» RECORDS FOR THIS EXERCISE:
• • •

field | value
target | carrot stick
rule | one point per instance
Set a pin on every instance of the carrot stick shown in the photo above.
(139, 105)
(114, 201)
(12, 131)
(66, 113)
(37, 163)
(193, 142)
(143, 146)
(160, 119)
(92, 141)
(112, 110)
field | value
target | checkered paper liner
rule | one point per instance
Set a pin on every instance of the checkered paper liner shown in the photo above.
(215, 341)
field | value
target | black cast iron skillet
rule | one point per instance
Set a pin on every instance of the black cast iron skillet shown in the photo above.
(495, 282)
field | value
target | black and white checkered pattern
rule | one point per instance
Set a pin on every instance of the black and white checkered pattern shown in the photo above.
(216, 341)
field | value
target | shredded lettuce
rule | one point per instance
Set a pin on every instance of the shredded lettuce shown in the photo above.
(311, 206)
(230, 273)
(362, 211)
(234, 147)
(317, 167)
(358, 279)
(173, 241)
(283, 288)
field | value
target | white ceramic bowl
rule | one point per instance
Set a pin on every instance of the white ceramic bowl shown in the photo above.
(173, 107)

• • •

» WHAT IS EXPECTED: Tally the lines in the listing above that contain the string "carrot". Reply with the number alone.

» EXERCISE OUTPUT: 2